**Texto para analizar**
++++++++++

Santa Ana, abuela de Nuestro Señor

Publicado por: Servus Cordis Iesu

Uniendo Ana a la sangre de reyes la de Pontífices, aparece más gloriosa todavía por su incomparable descendencia. Más noble que todas las que han concebido en virtud del “creced y multiplicaos” termina en ella la ley de la generación de toda carne como llegada a su límite, como ante el vestíbulo de Dios. Es el propio Dios quien debe nacer del fruto de su descendencia, hijo, acá abajo, únicamente de la Virgen bendita y nieto al mismo tiempo de Ana y Joaquín.

++++++++++

Datos de expresiones referenciales:
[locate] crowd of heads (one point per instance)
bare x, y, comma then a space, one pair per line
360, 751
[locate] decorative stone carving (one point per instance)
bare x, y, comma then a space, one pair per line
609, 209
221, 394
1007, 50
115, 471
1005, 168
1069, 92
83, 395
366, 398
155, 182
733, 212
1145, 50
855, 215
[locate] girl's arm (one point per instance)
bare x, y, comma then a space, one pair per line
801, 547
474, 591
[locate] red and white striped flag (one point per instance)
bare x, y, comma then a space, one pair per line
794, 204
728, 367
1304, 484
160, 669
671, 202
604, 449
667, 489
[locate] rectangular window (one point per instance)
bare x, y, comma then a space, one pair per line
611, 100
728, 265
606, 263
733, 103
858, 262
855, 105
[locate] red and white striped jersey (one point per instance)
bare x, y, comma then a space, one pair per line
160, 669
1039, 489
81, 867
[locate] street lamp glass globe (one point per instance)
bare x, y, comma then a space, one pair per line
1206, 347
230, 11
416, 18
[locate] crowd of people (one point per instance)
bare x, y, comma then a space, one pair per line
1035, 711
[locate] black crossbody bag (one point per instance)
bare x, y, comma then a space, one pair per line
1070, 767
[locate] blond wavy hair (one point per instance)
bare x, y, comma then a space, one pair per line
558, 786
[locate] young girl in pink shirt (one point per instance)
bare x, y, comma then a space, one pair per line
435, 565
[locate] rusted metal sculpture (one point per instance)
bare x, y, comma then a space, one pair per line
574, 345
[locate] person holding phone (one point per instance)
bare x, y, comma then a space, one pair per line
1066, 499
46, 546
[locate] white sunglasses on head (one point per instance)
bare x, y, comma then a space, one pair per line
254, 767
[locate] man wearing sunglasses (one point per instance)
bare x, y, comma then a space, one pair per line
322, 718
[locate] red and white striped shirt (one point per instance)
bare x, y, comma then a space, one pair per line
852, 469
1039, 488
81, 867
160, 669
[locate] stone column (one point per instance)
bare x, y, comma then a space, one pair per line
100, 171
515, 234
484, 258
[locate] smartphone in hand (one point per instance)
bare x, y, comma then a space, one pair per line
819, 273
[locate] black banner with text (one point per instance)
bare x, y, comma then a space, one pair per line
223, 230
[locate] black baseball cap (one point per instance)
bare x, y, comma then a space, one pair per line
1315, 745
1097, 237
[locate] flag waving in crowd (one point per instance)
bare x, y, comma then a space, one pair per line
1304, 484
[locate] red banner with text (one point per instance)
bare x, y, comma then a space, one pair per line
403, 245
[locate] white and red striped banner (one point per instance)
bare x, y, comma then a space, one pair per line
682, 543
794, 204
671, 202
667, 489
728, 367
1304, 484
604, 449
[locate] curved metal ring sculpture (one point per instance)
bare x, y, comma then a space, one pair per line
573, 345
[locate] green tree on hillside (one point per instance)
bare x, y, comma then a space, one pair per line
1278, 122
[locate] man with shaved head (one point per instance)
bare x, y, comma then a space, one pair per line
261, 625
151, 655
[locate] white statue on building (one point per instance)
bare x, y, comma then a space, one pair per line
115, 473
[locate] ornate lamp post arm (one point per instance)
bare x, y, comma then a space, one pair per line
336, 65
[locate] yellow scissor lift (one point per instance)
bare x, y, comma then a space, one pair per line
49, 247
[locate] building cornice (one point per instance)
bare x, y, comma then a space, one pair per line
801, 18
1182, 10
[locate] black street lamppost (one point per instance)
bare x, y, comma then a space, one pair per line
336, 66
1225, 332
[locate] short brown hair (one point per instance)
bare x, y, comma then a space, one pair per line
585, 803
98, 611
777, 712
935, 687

++++++++++

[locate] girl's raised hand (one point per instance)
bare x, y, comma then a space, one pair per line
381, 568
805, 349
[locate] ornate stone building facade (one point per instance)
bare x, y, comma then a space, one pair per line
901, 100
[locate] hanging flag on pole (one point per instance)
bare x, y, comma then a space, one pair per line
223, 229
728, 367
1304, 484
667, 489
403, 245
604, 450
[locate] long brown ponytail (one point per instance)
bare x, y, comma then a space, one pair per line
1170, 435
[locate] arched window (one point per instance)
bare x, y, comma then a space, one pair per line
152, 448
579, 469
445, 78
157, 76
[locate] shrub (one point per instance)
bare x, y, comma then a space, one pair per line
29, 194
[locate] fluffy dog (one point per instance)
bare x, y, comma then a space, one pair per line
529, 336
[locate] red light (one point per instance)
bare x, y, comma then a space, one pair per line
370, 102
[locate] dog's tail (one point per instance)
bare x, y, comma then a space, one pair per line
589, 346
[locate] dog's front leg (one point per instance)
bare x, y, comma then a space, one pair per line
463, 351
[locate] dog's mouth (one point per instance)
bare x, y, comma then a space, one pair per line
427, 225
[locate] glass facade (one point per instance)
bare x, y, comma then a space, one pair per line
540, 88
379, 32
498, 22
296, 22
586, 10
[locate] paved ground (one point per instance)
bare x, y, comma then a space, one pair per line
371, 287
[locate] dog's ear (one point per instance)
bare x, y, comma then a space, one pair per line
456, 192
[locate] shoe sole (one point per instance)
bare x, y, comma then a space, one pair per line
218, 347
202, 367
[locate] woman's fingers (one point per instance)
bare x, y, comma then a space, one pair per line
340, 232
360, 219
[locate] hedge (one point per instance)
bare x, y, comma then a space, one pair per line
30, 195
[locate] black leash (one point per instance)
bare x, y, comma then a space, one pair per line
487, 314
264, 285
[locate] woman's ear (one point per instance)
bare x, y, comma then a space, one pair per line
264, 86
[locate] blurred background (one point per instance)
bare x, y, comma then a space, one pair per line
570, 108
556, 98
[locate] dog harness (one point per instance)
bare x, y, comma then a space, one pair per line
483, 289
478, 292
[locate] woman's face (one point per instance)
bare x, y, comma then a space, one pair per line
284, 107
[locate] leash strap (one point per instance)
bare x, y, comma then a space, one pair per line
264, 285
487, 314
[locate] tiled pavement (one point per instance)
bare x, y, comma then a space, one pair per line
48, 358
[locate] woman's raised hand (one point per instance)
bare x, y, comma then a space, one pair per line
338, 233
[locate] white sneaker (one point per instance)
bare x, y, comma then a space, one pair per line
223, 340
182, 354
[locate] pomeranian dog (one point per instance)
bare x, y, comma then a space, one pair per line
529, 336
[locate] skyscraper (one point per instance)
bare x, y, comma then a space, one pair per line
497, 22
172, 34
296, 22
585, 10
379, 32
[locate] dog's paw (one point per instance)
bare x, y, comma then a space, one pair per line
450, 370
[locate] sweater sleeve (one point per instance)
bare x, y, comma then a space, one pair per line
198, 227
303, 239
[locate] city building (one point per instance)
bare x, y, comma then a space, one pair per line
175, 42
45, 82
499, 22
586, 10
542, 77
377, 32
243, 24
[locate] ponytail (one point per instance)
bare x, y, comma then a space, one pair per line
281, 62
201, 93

++++++++++

**Lista de tareas**
**1.** Traduce al inglés esta oración del texto sobre santa Ana: "Es el propio Dios quien debe nacer del fruto de su descendencia, hijo, acá abajo, únicamente de la Virgen bendita y nieto al mismo tiempo de Ana y Joaquín."
**2.** Según el texto sobre santa Ana, ¿qué sangre une Ana a la de reyes?
**3.** Prosigue el texto sobre santa Ana desde la última oración.

**Respuestas por tarea**
**1.** It is God himself who is to be born of the fruit of her descendants, son, here below, of the blessed Virgin alone, and at the same time grandson of Anne and Joachim.

**2.** La de Pontífices.

**3.**
Antes de haber sido favorecidos con la más alta bendición que unión humana haya podido recibir, los dos santos abuelos del Verbo encarnado conocieron el dolor que purifica al alma. Tradiciones que se remontan a los orígenes del cristianismo, nos muestran a los ilustres esposos sumidos en la prueba de una prolongada esterilidad, expuestos por causa de la misma al desdén del pueblo, a Joaquín, rechazado del templo, ocultando su tristeza en el desierto, y a Ana, solitaria, llorando su viudez y su humillación. ¡Qué sentimientos tan exquisitos los de este relato, comparables a los más hermosos que nos han legado los Sagrados Libros!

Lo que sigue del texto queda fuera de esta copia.